Text:
* * * * *

# Book of Masonic Prayers



## jonesvilletexas (Nov 28, 2008)

Brothers as the Chaplin of my Lodge for a number of years and an Ordained Minister I have written a number of Masonic Prayers for use in the Lodge and working on putting them in order as a book that could be used by our brothers in the Lodge, I would like to know if this is something that could be of use? 
Brother Jerry


----------



## ravickery03 (Nov 29, 2008)

I think it would be a really great idea!


----------



## js4253 (Nov 29, 2008)

I would love to see your prayers.


----------



## TCShelton (Nov 29, 2008)

Yep.


----------



## Blake Bowden (Nov 29, 2008)

Sounds like a great idea!


----------



## eagle1966 (Dec 13, 2008)

I would like to get one for my lodge


----------



## jonesvilletexas (Dec 14, 2008)

* * * * *

(Labeled-object pointing lines)
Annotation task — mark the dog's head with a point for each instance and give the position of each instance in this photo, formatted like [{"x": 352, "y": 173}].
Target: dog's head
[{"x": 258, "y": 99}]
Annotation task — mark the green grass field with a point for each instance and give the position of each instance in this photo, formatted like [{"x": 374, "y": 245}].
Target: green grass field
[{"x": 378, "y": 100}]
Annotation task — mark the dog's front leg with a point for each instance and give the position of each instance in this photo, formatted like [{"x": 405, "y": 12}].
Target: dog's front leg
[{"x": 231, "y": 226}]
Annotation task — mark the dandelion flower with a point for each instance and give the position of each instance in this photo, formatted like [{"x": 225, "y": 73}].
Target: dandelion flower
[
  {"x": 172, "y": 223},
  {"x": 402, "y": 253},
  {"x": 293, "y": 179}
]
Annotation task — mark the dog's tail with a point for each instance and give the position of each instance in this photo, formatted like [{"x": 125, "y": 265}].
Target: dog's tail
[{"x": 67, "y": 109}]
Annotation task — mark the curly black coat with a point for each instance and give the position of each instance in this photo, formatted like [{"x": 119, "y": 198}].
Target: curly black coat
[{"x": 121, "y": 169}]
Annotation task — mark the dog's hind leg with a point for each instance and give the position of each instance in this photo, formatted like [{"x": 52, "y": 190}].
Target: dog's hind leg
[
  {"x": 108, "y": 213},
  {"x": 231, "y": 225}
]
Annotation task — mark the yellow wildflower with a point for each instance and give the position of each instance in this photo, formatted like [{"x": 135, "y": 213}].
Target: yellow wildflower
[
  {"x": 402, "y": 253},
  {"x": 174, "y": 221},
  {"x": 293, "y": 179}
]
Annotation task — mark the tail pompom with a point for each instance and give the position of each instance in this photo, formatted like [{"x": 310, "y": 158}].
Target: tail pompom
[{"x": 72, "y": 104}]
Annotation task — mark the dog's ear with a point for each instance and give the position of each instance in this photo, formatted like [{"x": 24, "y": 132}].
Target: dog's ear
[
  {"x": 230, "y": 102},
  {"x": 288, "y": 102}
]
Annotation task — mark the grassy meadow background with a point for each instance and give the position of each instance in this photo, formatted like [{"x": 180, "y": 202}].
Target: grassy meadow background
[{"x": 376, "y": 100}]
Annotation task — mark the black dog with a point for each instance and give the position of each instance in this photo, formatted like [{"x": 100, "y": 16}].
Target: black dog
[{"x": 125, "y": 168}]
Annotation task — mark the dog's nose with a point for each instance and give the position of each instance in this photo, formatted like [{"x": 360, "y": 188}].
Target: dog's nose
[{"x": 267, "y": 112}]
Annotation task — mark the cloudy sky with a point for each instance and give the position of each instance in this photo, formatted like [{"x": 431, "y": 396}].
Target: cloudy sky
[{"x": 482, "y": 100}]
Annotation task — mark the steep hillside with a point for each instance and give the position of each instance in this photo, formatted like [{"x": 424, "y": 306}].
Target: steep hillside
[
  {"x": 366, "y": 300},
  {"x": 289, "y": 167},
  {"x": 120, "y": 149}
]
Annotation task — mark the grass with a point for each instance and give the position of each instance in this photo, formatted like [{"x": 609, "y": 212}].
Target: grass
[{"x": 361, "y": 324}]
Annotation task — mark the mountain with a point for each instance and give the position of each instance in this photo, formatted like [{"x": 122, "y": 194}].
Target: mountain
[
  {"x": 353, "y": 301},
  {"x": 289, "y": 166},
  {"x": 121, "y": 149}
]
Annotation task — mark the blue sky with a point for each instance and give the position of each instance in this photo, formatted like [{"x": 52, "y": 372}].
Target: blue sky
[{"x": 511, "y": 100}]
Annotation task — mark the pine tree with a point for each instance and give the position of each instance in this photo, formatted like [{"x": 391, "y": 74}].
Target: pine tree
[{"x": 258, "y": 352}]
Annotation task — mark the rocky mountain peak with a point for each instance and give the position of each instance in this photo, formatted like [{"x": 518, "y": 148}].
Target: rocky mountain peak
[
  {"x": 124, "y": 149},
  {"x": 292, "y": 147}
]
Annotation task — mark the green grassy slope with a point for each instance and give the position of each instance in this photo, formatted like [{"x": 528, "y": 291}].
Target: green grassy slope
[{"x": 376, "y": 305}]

* * * * *

Exercise instructions: Reproduce the entire thread about the book of Masonic prayers, word for word. These lines have nothing to do with the thread about the book of Masonic prayers.

Solution for this problem:
# Book of Masonic Prayers



## jonesvilletexas (Nov 28, 2008)

Brothers as the Chaplin of my Lodge for a number of years and an Ordained Minister I have written a number of Masonic Prayers for use in the Lodge and working on putting them in order as a book that could be used by our brothers in the Lodge, I would like to know if this is something that could be of use? 
Brother Jerry


----------



## ravickery03 (Nov 29, 2008)

I think it would be a really great idea!


----------



## js4253 (Nov 29, 2008)

I would love to see your prayers.


----------



## TCShelton (Nov 29, 2008)

Yep.


----------



## Blake Bowden (Nov 29, 2008)

Sounds like a great idea!


----------



## eagle1966 (Dec 13, 2008)

I would like to get one for my lodge


----------



## jonesvilletexas (Dec 14, 2008)